* Start PROVIDED DATA *

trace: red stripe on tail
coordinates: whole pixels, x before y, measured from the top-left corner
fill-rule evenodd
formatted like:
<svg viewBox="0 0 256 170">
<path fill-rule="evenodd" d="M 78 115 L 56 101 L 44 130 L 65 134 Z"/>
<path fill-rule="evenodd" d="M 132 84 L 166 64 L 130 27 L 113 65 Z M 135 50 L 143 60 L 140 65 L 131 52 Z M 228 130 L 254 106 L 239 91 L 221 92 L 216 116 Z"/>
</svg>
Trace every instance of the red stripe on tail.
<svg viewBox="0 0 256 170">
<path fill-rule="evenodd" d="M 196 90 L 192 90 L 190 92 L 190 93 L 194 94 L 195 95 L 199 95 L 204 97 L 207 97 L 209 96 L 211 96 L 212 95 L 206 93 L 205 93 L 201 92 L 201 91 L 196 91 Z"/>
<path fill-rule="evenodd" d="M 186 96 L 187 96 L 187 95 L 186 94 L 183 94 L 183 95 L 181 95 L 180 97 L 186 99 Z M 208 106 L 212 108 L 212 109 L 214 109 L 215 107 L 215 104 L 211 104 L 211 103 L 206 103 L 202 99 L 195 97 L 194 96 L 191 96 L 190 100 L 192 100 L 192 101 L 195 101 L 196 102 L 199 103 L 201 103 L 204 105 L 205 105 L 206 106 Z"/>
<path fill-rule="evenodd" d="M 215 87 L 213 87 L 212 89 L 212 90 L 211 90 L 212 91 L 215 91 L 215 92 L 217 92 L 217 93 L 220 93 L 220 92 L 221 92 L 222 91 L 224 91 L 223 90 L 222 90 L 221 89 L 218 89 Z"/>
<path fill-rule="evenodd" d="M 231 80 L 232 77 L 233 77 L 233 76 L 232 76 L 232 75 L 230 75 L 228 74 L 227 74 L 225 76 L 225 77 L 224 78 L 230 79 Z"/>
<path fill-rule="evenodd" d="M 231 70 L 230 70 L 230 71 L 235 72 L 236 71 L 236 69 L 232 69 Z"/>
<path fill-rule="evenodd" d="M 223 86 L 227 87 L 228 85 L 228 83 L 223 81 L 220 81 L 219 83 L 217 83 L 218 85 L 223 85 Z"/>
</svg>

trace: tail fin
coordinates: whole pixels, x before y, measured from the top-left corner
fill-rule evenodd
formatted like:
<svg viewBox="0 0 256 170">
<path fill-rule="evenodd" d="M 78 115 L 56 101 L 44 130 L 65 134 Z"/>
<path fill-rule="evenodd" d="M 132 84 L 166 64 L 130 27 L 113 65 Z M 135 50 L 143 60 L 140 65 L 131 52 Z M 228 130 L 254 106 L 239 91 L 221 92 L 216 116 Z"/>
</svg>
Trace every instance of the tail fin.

* End PROVIDED DATA *

Return every line of the items above verbatim, from the first line through the last.

- SOLUTION FOR THIS PROBLEM:
trace: red stripe on tail
coordinates: whole pixels, x before y, measured from the top-left corner
fill-rule evenodd
formatted like:
<svg viewBox="0 0 256 170">
<path fill-rule="evenodd" d="M 78 115 L 56 101 L 44 130 L 65 134 Z"/>
<path fill-rule="evenodd" d="M 132 84 L 166 64 L 130 27 L 113 65 Z M 135 50 L 143 60 L 140 65 L 131 52 Z M 228 130 L 254 106 L 239 91 L 221 92 L 216 116 Z"/>
</svg>
Trace every instance of the red stripe on tail.
<svg viewBox="0 0 256 170">
<path fill-rule="evenodd" d="M 196 90 L 192 90 L 190 92 L 190 93 L 194 94 L 195 95 L 199 95 L 204 97 L 207 97 L 209 96 L 211 96 L 212 95 L 206 93 L 205 93 L 201 92 L 201 91 L 196 91 Z"/>
<path fill-rule="evenodd" d="M 186 96 L 187 96 L 187 95 L 186 94 L 183 94 L 183 95 L 181 95 L 180 97 L 186 99 Z M 208 106 L 212 108 L 212 109 L 214 109 L 215 107 L 215 104 L 211 104 L 211 103 L 206 103 L 202 99 L 195 97 L 194 96 L 191 96 L 190 100 L 192 100 L 192 101 L 195 101 L 196 102 L 199 103 L 201 103 L 204 105 L 205 105 L 206 106 Z"/>
<path fill-rule="evenodd" d="M 215 87 L 213 87 L 212 89 L 212 90 L 211 90 L 212 91 L 215 91 L 215 92 L 217 92 L 217 93 L 220 93 L 220 92 L 221 92 L 222 91 L 224 91 L 223 90 L 222 90 L 221 89 L 218 89 Z"/>
<path fill-rule="evenodd" d="M 231 80 L 232 77 L 233 77 L 233 76 L 232 76 L 232 75 L 230 75 L 228 74 L 227 74 L 225 76 L 225 77 L 224 78 L 230 79 Z"/>
<path fill-rule="evenodd" d="M 231 70 L 230 70 L 230 71 L 235 72 L 236 71 L 236 69 L 232 69 Z"/>
<path fill-rule="evenodd" d="M 223 86 L 227 87 L 228 85 L 228 83 L 223 81 L 220 81 L 219 83 L 217 83 L 218 85 L 223 85 Z"/>
</svg>

trace: tail fin
coordinates: whole pixels, x before y, measured from the top-left corner
fill-rule evenodd
formatted like:
<svg viewBox="0 0 256 170">
<path fill-rule="evenodd" d="M 78 115 L 56 101 L 44 130 L 65 134 Z"/>
<path fill-rule="evenodd" d="M 132 84 L 166 64 L 130 27 L 113 65 Z M 135 50 L 143 60 L 140 65 L 131 52 Z M 228 130 L 254 106 L 239 91 L 221 92 L 216 116 Z"/>
</svg>
Trace every instance of the tail fin.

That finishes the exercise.